TASK GOAL:
The response must consist of the lines below from the one with "of the concrete" through the one with "of the walking", exactly as they appear and with both ends kept.

DATA EXCERPTS:
********
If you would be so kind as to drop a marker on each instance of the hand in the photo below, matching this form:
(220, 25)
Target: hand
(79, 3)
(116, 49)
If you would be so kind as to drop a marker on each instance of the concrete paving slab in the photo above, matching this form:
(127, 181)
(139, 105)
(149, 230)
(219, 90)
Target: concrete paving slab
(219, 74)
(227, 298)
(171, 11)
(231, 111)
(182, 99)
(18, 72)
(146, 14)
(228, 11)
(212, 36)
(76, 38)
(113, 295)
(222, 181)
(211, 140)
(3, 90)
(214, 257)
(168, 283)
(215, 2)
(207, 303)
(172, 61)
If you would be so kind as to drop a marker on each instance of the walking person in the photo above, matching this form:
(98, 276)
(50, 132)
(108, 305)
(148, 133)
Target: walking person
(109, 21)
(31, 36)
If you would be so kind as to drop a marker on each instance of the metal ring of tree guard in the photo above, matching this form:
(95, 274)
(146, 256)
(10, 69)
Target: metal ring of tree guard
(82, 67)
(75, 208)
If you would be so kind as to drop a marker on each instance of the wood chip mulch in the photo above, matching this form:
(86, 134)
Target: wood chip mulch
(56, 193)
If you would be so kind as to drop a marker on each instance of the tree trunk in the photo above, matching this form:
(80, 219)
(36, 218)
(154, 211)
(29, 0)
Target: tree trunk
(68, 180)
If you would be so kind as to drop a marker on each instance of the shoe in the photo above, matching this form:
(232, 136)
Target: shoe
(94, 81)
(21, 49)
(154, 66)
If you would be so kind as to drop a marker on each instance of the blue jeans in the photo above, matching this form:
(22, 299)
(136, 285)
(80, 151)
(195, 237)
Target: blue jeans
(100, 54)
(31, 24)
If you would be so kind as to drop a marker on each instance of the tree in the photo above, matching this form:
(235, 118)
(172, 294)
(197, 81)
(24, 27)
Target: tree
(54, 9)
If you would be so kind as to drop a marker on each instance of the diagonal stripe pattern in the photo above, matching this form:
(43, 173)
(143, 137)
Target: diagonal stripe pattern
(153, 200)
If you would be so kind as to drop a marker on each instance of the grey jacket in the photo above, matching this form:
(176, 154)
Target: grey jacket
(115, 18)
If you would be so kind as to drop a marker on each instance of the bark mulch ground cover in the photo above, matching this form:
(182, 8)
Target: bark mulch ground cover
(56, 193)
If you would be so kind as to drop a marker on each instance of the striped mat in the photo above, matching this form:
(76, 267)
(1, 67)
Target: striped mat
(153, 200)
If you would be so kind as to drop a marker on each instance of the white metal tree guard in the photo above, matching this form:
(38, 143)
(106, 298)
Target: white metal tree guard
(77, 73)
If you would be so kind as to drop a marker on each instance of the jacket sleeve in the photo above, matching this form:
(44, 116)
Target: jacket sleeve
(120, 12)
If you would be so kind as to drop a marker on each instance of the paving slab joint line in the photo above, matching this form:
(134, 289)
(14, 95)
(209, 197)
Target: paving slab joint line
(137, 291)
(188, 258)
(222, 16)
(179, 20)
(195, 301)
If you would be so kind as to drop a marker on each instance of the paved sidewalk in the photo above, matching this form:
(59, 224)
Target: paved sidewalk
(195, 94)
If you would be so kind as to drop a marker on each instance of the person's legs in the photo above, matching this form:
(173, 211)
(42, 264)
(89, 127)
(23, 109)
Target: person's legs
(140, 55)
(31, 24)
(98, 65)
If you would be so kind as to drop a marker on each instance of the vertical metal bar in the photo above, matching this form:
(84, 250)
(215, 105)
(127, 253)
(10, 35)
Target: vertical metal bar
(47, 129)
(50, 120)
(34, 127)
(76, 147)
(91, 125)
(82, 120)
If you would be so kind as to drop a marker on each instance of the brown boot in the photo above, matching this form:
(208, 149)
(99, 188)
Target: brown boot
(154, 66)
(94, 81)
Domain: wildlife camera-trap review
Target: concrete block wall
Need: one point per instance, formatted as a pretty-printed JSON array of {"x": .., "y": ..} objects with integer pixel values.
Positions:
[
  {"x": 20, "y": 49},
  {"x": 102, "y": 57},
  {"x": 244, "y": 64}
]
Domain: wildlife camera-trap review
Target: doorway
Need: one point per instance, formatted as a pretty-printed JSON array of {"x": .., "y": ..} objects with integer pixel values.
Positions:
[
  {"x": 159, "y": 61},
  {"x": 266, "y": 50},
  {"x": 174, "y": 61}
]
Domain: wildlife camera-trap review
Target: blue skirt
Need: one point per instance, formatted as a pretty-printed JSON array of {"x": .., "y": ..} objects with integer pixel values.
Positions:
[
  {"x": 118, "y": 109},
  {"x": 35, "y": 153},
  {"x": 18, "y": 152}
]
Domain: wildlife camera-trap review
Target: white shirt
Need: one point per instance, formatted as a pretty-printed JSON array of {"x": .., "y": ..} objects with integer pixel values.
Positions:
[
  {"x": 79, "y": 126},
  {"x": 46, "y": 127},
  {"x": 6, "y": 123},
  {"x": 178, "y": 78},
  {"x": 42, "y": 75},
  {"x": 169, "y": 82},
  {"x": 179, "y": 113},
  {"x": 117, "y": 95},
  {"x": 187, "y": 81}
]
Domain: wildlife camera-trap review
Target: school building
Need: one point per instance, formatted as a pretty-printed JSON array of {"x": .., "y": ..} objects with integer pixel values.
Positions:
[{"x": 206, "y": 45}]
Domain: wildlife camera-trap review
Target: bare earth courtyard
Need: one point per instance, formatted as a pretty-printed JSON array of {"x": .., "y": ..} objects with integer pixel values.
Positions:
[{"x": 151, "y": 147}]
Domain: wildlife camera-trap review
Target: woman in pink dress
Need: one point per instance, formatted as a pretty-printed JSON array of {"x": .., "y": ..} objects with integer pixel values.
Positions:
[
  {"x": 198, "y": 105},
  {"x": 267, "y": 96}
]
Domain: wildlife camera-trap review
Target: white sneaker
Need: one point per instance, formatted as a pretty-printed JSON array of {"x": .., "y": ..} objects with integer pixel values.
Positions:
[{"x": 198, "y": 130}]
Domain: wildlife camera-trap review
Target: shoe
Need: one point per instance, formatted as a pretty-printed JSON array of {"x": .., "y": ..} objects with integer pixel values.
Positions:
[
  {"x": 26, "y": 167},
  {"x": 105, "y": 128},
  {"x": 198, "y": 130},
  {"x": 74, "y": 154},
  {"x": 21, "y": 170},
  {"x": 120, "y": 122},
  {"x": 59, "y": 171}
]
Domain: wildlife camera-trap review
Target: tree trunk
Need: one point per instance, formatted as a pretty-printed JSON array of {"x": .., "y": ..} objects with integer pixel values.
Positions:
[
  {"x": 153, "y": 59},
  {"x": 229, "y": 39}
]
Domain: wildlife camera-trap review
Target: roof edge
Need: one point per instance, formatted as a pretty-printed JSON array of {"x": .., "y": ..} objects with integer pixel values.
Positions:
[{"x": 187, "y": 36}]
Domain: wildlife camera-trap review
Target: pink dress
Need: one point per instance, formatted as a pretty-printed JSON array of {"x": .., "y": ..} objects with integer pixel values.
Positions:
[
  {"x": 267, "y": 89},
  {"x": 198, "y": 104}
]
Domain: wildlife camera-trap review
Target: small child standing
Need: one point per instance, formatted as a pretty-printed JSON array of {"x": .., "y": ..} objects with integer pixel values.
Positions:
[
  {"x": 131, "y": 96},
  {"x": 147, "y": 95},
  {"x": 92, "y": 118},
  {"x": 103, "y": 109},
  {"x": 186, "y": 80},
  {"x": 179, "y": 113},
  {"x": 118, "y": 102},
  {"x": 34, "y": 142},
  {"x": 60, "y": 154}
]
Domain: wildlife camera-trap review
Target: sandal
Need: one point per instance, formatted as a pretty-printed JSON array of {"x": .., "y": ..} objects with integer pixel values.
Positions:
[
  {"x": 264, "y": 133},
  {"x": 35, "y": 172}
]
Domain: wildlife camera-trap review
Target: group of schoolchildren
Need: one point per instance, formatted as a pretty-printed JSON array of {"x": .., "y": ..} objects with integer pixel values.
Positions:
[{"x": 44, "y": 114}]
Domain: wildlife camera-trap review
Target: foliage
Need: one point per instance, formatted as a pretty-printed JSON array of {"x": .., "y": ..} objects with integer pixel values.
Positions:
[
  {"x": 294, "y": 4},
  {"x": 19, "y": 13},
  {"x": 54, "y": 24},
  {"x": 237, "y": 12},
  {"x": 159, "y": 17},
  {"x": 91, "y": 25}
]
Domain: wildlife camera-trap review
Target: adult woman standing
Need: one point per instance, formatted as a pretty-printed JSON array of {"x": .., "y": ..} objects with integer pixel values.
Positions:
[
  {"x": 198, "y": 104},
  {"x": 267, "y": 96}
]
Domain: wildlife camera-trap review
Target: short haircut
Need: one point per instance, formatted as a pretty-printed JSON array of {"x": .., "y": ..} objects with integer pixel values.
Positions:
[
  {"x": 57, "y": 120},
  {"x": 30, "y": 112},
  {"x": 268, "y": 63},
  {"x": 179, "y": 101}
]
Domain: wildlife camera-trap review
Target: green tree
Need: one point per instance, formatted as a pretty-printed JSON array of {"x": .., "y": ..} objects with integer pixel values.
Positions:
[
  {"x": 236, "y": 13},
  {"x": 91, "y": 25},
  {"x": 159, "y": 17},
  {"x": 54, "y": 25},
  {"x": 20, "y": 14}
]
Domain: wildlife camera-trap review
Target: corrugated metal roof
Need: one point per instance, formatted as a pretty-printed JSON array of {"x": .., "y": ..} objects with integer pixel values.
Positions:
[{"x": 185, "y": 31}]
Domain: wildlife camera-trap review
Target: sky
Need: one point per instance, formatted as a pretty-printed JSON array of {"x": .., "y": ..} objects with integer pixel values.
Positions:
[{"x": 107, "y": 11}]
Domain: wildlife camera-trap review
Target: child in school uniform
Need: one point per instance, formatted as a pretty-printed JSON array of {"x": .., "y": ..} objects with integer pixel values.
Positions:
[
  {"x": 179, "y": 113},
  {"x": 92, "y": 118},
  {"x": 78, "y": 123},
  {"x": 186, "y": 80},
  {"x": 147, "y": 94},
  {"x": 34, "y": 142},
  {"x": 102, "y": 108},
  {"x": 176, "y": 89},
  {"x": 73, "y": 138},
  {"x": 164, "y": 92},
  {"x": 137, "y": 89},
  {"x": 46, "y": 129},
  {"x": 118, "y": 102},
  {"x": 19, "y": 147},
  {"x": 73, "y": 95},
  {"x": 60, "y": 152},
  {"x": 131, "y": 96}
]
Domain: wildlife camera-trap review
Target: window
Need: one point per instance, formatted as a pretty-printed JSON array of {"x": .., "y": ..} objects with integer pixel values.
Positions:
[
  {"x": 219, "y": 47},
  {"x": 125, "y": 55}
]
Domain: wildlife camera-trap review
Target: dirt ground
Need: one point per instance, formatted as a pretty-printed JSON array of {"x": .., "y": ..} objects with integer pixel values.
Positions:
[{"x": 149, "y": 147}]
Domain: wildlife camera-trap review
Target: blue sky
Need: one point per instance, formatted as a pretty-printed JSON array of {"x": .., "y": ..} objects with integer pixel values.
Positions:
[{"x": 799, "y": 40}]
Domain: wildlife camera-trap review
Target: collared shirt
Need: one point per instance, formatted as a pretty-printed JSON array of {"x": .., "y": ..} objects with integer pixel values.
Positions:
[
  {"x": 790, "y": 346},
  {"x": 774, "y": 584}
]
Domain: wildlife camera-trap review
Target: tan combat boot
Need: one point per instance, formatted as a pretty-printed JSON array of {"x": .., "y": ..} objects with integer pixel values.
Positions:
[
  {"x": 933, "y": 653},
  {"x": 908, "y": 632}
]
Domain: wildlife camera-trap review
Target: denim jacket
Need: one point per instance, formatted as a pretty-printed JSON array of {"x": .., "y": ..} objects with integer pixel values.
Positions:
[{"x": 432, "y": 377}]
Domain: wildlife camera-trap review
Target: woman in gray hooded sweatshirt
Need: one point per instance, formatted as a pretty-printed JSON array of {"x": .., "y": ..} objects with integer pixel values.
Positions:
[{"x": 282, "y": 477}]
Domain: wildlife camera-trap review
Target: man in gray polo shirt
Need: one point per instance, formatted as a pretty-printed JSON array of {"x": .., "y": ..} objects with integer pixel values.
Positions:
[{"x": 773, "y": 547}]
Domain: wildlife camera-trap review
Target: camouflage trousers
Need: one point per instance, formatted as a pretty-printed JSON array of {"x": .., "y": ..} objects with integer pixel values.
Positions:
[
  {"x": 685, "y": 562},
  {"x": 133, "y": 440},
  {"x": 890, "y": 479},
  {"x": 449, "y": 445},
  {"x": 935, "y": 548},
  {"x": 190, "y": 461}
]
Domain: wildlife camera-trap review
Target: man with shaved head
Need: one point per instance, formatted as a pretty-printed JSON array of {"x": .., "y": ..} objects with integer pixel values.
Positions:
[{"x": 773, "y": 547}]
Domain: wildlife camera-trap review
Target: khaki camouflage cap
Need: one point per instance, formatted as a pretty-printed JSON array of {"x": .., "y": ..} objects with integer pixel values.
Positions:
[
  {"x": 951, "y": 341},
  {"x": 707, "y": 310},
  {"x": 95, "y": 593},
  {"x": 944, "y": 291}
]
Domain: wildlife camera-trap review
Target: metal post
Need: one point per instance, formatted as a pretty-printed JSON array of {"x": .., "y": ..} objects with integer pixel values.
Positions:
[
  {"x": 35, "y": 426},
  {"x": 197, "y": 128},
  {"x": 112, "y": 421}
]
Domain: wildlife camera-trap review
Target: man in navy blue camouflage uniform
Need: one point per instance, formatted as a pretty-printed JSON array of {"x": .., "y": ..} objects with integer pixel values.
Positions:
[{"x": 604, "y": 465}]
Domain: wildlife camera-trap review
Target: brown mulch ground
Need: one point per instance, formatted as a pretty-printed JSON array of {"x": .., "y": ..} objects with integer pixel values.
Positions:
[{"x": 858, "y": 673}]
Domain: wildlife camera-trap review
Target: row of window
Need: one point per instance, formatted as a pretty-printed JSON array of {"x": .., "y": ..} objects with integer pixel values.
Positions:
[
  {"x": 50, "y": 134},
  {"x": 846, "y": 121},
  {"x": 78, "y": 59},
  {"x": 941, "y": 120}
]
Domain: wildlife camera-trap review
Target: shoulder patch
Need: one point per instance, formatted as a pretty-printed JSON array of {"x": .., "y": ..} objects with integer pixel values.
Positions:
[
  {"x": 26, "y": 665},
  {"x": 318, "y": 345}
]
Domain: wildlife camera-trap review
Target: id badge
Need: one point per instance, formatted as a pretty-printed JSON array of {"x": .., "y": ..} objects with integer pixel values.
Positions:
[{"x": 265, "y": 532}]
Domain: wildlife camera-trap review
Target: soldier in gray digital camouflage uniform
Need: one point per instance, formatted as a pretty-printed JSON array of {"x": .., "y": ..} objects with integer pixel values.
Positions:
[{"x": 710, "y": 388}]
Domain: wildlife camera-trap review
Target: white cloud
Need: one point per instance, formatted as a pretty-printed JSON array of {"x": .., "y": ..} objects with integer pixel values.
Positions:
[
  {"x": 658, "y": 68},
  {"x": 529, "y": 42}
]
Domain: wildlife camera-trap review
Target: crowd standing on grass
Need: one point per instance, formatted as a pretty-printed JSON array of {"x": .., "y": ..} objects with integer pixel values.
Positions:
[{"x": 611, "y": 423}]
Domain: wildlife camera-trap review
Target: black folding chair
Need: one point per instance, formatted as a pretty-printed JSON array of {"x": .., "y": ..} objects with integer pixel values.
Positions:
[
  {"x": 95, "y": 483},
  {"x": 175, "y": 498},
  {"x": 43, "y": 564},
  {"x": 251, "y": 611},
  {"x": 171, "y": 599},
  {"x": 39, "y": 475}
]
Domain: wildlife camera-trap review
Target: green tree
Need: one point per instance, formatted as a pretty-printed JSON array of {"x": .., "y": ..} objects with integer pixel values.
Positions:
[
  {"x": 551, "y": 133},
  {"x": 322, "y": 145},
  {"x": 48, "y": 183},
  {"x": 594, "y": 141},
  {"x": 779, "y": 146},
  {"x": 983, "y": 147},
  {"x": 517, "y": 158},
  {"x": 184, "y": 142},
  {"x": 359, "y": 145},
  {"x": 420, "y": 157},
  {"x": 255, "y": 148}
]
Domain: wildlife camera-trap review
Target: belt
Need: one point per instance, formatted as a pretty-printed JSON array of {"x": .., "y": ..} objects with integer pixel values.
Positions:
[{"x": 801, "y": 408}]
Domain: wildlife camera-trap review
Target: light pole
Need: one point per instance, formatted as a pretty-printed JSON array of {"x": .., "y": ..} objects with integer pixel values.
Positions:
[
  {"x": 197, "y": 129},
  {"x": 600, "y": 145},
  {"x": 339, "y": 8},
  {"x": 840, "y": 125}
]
********
EXERCISE RESULT:
If you would be so kind as to drop a marker on each instance of the concrete paving slab in the photo above, matching this form:
(127, 181)
(139, 105)
(149, 230)
(219, 90)
Target: concrete paving slab
(219, 74)
(227, 298)
(171, 11)
(231, 111)
(182, 99)
(18, 72)
(146, 14)
(228, 11)
(212, 36)
(76, 38)
(113, 295)
(222, 181)
(211, 140)
(3, 90)
(214, 257)
(168, 283)
(215, 2)
(207, 303)
(172, 61)
If you would be so kind as to drop a marker on each instance of the walking person in the photo above, matching this form:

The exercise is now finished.